- _PROBLEM TO WORK ON_
Return every line in the data below that contains the word "eagles". Case counts.

(Point placement records)
[START]
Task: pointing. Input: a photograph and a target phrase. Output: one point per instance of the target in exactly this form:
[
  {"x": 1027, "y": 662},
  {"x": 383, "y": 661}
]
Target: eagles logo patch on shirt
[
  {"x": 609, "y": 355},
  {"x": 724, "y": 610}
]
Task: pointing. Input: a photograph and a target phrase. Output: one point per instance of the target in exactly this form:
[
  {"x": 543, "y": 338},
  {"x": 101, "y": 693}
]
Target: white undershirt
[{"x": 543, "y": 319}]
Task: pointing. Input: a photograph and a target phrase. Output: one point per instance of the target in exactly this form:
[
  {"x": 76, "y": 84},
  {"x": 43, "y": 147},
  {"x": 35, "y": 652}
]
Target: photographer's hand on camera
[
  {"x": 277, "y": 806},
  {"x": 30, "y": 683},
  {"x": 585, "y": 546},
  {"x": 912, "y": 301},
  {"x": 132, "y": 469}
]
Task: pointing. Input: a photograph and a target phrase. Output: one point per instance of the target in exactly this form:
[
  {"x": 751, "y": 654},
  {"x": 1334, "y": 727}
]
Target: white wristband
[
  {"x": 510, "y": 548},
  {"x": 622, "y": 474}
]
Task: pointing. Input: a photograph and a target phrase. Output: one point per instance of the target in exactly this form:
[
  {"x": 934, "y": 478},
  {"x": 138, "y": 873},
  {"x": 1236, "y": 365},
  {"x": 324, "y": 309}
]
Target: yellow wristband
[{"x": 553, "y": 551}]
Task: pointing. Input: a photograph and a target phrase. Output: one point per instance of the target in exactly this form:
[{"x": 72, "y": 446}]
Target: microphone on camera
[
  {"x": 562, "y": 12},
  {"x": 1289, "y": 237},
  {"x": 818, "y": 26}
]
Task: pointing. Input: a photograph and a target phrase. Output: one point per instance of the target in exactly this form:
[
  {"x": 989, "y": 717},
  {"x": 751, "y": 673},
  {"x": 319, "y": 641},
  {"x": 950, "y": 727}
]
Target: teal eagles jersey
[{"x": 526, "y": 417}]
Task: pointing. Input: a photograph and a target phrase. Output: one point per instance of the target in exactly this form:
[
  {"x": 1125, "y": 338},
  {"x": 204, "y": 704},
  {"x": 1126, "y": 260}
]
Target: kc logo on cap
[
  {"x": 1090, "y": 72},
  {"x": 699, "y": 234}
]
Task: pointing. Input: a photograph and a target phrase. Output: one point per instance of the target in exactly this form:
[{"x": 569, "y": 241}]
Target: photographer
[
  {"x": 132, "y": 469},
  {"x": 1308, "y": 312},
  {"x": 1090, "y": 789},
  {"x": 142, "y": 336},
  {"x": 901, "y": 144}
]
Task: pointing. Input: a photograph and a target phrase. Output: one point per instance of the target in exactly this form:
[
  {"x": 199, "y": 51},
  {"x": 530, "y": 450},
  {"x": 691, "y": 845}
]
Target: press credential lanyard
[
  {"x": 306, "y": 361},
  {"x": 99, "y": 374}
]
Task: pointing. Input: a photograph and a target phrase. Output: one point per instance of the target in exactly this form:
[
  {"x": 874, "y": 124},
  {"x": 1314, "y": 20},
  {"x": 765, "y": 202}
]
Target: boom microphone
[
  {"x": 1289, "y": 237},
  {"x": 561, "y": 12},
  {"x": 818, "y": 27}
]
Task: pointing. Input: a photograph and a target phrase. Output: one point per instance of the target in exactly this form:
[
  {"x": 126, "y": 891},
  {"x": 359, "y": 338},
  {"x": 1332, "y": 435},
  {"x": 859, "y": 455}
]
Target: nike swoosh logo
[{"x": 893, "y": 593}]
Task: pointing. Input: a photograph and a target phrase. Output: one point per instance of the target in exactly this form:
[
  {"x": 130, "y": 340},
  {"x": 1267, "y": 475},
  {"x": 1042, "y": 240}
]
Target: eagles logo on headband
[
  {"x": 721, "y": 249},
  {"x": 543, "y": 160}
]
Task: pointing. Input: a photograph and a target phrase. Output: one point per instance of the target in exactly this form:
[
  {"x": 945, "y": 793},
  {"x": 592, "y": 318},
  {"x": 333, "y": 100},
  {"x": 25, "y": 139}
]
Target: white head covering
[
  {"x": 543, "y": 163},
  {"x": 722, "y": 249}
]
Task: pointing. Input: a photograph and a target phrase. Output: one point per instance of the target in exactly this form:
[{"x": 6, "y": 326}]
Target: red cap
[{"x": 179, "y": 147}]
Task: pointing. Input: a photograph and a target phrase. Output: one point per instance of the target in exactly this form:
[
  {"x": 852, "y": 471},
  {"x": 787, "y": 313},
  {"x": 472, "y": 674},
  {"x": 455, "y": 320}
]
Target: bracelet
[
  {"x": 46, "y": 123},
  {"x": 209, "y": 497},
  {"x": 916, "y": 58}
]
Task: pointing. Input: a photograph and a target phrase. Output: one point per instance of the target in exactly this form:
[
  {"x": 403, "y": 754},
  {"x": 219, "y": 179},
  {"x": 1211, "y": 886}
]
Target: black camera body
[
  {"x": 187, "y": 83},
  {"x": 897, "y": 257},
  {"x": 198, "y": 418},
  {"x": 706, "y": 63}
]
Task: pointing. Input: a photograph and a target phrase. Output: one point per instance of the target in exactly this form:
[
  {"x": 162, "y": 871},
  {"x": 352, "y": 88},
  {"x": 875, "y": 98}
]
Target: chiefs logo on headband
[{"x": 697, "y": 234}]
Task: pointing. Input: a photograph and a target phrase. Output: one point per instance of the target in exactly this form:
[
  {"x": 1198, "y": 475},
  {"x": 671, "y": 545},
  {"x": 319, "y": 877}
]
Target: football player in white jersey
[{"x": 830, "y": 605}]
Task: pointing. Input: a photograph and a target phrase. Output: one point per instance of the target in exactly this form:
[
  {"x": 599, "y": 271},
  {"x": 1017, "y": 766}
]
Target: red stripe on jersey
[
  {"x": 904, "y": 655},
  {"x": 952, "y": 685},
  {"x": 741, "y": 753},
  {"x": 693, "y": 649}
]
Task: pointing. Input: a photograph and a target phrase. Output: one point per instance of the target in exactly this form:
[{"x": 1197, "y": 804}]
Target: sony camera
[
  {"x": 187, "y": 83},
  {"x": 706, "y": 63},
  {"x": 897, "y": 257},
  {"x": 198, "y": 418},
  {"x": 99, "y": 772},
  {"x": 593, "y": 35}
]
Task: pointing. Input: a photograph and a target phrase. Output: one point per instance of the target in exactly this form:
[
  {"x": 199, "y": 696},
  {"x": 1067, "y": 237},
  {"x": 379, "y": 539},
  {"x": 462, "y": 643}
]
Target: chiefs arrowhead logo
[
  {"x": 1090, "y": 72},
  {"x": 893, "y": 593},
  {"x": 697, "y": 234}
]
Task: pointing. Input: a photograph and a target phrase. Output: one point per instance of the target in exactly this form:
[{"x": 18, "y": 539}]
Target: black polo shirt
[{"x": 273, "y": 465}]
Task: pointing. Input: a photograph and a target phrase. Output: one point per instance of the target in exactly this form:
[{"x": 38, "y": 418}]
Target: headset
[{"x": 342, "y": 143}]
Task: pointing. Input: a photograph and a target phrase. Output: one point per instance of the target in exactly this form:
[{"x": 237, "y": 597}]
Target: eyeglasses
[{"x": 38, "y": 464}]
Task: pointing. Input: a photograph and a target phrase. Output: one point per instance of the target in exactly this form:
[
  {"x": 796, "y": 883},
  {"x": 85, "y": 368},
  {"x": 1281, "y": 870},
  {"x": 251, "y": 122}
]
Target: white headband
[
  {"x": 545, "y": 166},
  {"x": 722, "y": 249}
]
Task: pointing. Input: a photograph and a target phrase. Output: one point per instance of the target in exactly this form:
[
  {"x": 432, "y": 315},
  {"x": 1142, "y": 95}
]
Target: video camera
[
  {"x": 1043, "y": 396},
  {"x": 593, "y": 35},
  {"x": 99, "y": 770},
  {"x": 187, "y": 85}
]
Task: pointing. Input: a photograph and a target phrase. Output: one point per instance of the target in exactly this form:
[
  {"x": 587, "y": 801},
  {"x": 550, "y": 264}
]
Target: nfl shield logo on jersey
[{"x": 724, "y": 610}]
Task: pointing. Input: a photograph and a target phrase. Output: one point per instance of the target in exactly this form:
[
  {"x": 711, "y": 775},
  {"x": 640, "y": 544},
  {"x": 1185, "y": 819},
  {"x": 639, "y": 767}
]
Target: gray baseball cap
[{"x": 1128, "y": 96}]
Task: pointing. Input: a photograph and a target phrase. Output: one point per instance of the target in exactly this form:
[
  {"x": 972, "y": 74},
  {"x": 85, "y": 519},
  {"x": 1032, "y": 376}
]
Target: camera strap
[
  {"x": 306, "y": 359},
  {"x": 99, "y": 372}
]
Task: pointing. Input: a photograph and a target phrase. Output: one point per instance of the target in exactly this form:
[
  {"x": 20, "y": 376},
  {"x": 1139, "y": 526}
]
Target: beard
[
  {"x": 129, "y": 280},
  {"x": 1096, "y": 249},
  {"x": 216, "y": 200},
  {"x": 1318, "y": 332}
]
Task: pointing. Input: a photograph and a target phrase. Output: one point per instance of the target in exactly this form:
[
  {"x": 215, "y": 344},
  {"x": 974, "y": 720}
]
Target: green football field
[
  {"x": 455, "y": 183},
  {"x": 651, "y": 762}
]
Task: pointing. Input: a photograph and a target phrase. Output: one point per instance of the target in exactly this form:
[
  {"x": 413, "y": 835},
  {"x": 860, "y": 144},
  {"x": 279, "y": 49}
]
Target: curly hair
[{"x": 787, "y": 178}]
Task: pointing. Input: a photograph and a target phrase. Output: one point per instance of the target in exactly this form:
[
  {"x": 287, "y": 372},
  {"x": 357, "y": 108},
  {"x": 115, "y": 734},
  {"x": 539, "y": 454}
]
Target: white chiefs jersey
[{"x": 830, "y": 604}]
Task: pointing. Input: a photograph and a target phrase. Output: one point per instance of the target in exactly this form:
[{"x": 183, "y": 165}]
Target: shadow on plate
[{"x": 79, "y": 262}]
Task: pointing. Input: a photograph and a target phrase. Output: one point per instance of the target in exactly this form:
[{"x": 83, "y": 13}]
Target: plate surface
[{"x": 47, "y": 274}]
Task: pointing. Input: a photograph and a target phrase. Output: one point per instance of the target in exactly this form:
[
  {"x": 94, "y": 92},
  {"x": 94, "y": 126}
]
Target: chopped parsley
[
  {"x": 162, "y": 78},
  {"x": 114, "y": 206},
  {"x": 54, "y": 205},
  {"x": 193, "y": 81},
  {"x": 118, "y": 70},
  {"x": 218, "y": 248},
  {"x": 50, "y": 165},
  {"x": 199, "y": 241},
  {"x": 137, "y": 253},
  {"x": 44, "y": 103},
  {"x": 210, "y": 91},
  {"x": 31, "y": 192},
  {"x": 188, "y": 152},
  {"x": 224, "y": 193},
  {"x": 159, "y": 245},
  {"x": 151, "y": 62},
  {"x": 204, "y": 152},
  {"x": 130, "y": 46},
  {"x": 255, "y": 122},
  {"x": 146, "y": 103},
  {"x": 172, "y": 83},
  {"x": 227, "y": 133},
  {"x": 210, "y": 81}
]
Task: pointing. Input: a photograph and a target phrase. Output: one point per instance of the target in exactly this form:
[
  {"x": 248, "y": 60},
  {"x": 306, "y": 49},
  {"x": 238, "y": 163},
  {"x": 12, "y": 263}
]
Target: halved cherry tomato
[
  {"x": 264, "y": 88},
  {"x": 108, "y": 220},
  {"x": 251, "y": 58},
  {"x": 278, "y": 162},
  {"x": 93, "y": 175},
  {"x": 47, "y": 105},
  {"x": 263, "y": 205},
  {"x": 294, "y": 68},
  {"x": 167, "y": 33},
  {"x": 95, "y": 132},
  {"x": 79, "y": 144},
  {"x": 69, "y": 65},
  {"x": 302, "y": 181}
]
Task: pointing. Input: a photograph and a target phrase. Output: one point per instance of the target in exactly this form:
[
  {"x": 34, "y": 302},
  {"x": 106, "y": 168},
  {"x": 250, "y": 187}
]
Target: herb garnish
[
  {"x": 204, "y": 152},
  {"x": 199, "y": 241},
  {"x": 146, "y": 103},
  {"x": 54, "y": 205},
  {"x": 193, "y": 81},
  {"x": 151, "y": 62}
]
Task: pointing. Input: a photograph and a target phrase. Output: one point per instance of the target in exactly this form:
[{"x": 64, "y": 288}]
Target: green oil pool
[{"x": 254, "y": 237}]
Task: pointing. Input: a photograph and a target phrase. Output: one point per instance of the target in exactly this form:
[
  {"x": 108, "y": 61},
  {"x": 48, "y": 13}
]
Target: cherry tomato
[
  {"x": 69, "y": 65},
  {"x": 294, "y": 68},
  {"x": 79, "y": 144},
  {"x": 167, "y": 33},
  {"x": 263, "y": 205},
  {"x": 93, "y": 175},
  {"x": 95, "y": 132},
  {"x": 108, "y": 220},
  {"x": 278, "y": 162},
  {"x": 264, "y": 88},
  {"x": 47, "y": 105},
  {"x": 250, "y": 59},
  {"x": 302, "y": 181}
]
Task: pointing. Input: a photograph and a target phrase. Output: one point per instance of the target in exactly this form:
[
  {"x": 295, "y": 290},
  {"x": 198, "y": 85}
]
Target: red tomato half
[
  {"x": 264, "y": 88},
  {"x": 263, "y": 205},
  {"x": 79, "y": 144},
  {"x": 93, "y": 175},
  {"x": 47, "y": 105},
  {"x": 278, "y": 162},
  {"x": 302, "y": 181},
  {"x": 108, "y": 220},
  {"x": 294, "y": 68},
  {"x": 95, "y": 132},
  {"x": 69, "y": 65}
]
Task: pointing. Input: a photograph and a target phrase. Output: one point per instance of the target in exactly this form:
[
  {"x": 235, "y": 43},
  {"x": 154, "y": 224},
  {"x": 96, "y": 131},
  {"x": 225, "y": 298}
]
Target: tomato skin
[END]
- _FULL RESPONSE_
Target: eagles logo patch on shirt
Target: teal eagles jersey
Target: eagles logo on headband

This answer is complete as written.